What is being asked: Recast the rows below as a numbered list, starting at the line containing "Where can the railway" and ending at the line containing "point(100, 9)". Include only those lines and leave out any blank ones.
============
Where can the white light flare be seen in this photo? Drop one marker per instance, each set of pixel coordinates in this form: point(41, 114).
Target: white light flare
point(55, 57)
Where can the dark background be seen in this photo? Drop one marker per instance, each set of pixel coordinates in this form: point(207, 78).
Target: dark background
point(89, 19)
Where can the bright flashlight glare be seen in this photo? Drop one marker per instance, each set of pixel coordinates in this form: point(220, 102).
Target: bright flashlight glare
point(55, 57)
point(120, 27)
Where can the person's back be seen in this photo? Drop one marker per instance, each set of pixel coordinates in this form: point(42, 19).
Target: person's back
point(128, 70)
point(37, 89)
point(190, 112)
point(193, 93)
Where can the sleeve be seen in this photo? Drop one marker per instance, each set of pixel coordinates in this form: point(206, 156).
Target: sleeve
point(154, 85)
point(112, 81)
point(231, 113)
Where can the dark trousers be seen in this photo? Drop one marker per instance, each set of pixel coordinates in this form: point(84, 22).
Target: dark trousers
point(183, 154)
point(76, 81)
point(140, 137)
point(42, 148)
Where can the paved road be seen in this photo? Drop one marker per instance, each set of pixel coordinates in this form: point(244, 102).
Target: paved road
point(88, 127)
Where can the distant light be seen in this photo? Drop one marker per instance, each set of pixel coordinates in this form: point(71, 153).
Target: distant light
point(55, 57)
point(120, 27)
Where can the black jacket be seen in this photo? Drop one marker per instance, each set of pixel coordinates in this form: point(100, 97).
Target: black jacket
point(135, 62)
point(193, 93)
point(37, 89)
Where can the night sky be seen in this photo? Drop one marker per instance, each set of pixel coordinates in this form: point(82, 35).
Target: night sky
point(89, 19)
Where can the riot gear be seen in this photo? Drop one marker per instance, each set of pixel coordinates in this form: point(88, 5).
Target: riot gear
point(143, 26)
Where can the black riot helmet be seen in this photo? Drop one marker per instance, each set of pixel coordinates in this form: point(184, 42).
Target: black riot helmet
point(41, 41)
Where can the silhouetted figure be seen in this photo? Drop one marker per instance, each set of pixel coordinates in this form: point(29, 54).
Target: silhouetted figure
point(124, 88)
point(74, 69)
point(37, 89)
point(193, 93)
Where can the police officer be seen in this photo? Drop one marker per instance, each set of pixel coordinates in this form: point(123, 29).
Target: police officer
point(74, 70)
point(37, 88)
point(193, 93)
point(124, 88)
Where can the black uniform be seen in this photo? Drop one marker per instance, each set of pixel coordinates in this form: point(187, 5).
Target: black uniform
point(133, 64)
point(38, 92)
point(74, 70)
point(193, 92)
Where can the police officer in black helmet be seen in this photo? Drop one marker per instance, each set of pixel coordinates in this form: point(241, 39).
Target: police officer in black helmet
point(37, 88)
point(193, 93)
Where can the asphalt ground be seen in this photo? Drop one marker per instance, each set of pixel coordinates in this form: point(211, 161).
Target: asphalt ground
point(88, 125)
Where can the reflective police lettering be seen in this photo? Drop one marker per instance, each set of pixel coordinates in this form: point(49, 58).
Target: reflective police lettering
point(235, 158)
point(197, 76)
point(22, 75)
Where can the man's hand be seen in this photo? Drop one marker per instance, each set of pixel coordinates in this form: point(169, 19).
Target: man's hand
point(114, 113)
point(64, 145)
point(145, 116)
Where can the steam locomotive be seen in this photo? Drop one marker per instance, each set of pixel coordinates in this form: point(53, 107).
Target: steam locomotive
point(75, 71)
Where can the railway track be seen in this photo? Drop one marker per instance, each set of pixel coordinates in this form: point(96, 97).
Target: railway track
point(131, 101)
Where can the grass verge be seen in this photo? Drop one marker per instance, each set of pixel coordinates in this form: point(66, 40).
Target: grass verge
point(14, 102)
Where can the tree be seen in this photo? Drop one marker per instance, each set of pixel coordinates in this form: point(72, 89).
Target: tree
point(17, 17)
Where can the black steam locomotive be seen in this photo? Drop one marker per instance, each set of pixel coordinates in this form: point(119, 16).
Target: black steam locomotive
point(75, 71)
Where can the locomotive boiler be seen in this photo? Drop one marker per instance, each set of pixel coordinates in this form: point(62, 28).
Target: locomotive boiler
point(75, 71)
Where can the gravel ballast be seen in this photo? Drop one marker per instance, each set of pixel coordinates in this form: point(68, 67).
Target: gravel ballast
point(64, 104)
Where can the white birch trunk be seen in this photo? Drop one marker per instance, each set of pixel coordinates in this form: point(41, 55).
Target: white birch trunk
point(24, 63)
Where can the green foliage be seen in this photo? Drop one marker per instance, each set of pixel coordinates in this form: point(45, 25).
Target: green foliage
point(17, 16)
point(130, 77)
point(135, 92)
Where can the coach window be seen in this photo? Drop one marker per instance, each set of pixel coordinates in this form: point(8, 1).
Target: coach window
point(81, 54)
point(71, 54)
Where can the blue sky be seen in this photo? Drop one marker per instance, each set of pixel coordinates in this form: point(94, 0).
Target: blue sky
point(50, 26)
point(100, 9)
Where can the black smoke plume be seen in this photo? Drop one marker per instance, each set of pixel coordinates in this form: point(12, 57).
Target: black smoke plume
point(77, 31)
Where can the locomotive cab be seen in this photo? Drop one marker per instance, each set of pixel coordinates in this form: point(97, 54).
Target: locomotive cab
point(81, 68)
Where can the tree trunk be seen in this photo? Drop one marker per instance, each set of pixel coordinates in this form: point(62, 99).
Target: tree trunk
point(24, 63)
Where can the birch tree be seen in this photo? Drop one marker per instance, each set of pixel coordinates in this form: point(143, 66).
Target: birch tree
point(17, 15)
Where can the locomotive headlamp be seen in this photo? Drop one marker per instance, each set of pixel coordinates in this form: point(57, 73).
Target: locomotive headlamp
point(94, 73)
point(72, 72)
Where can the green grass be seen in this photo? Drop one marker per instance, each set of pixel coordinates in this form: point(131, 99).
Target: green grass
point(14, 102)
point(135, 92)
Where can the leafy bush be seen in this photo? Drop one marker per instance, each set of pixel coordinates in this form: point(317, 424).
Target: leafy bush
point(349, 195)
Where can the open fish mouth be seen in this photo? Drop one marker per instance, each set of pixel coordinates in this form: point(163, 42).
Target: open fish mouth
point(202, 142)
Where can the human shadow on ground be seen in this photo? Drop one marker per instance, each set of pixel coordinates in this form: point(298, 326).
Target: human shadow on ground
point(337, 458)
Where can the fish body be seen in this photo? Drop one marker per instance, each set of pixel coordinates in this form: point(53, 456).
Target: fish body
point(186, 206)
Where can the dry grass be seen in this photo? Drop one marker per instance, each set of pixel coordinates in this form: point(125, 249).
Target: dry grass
============
Task response:
1. Where can the railway track be seen in this photo? Drop one marker per instance, each set of pixel coordinates in this form: point(96, 97).
2. Target: railway track
3. point(131, 101)
4. Where can the grass verge be seen in this photo? Drop one marker per instance, each set of pixel coordinates in this form: point(66, 40).
5. Target: grass verge
6. point(14, 102)
7. Where can the tree be seen in this photo? Drop one marker per instance, each set of pixel coordinates in this form: point(72, 89).
8. Target: tree
9. point(17, 17)
10. Where can the black steam locomotive be seen in this photo? Drop one marker per instance, each set of pixel coordinates in this form: point(119, 16).
11. Target: black steam locomotive
12. point(75, 71)
13. Where can the locomotive boiler be seen in this photo? Drop one marker per instance, each set of pixel coordinates in this form: point(62, 28).
14. Target: locomotive boiler
15. point(75, 71)
16. Where can the gravel ballast be seen in this photo? Drop one marker per instance, each set of pixel coordinates in this form: point(68, 67).
17. Target: gravel ballast
18. point(64, 104)
19. Where can the white birch trunk be seen in this photo? Drop one marker per instance, each set of pixel coordinates in this form: point(41, 55).
20. Target: white birch trunk
21. point(24, 63)
22. Where can the green foliage be seen in this photo? Drop one marker per instance, each set of pixel coordinates in this form: point(45, 25).
23. Target: green foliage
24. point(17, 16)
25. point(130, 77)
26. point(135, 92)
27. Where can the coach window be seen in this photo? Drop one marker per instance, each set of pixel coordinates in this form: point(8, 1).
28. Target: coach window
29. point(81, 54)
30. point(71, 54)
31. Where can the blue sky be seen in this photo? Drop one marker per instance, each set of pixel coordinates in this form: point(94, 0).
32. Target: blue sky
33. point(50, 26)
34. point(100, 9)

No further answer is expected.